- Short exercise -
Count the lines below that contain the string "chair", treating uppercase and lowercase as different, and reply with the number alone.

- Records supplied -
----

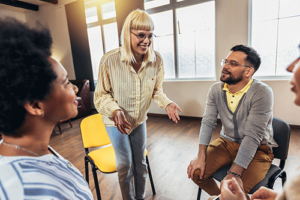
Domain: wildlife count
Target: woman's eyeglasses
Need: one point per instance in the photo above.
(142, 36)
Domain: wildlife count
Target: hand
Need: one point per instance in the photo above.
(196, 163)
(264, 193)
(238, 180)
(121, 122)
(172, 113)
(231, 190)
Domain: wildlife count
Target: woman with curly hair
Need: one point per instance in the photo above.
(35, 94)
(129, 78)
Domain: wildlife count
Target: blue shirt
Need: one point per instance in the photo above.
(45, 177)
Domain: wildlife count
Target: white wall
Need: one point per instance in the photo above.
(231, 29)
(54, 16)
(8, 11)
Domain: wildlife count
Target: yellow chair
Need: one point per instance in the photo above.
(94, 134)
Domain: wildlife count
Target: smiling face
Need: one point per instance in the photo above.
(234, 74)
(61, 103)
(295, 81)
(140, 48)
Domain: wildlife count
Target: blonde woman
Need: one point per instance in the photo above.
(129, 77)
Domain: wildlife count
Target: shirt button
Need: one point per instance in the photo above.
(69, 165)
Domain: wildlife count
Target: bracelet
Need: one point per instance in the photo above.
(234, 174)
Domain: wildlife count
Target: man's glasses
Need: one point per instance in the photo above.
(231, 63)
(142, 36)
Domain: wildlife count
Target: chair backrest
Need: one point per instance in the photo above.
(93, 132)
(282, 133)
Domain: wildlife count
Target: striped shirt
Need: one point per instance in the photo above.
(120, 87)
(44, 177)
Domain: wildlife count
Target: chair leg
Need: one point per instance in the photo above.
(199, 193)
(70, 123)
(150, 176)
(283, 178)
(86, 162)
(59, 127)
(97, 187)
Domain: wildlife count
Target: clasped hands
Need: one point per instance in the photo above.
(231, 190)
(122, 124)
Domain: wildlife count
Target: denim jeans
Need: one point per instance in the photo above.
(130, 160)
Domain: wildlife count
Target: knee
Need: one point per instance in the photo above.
(196, 177)
(124, 166)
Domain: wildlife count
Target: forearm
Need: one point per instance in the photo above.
(202, 151)
(105, 104)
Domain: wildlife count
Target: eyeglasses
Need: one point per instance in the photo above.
(231, 63)
(142, 36)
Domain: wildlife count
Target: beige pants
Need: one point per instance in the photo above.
(221, 153)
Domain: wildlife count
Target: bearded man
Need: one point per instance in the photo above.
(245, 107)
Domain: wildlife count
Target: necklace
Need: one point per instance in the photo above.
(18, 147)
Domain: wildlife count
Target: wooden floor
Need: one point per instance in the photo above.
(171, 147)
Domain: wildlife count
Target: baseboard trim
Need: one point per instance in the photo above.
(200, 118)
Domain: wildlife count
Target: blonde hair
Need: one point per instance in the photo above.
(138, 20)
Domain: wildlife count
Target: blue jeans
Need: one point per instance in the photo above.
(130, 160)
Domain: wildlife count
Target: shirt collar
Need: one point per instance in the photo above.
(244, 90)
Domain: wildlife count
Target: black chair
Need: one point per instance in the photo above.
(282, 133)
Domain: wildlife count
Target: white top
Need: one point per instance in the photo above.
(45, 177)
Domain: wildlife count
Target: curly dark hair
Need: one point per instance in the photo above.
(252, 56)
(26, 74)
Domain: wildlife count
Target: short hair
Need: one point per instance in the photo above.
(252, 56)
(25, 71)
(138, 20)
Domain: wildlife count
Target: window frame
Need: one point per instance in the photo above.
(173, 5)
(100, 21)
(271, 77)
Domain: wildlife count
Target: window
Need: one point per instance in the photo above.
(185, 37)
(102, 30)
(274, 34)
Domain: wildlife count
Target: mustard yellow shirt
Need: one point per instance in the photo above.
(234, 99)
(119, 86)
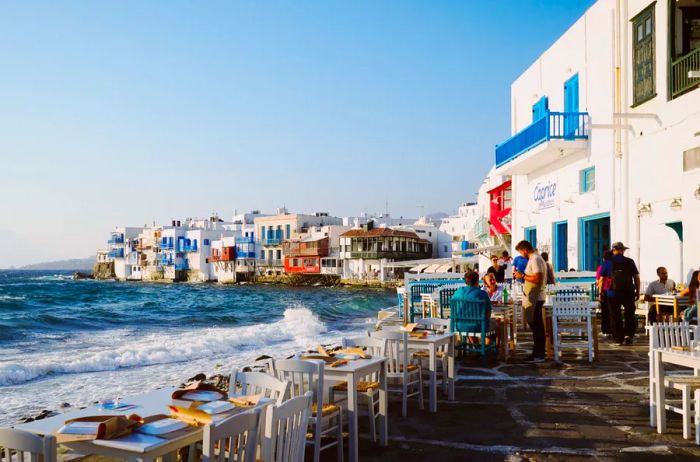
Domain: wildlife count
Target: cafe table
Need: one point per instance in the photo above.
(433, 343)
(127, 448)
(660, 357)
(352, 372)
(676, 301)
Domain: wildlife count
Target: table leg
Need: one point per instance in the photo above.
(351, 412)
(451, 369)
(383, 412)
(660, 392)
(432, 372)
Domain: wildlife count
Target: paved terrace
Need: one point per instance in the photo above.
(545, 412)
(517, 411)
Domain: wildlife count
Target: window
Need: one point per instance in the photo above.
(643, 55)
(587, 180)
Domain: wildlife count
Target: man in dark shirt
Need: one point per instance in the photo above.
(623, 292)
(497, 270)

----

- Task answer -
4